WHAT THE EXERCISE ASKS ::
Please pick out each line in the listing below that contains the word "instance" and copy it. Match the case exactly.

DATA FOR THE TASK ::
######

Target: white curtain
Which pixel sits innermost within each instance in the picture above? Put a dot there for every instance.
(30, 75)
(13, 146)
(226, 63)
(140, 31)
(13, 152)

######

CORRECT RESULT ::
Which pixel sits innermost within each instance in the picture above? Put a dot there for every instance.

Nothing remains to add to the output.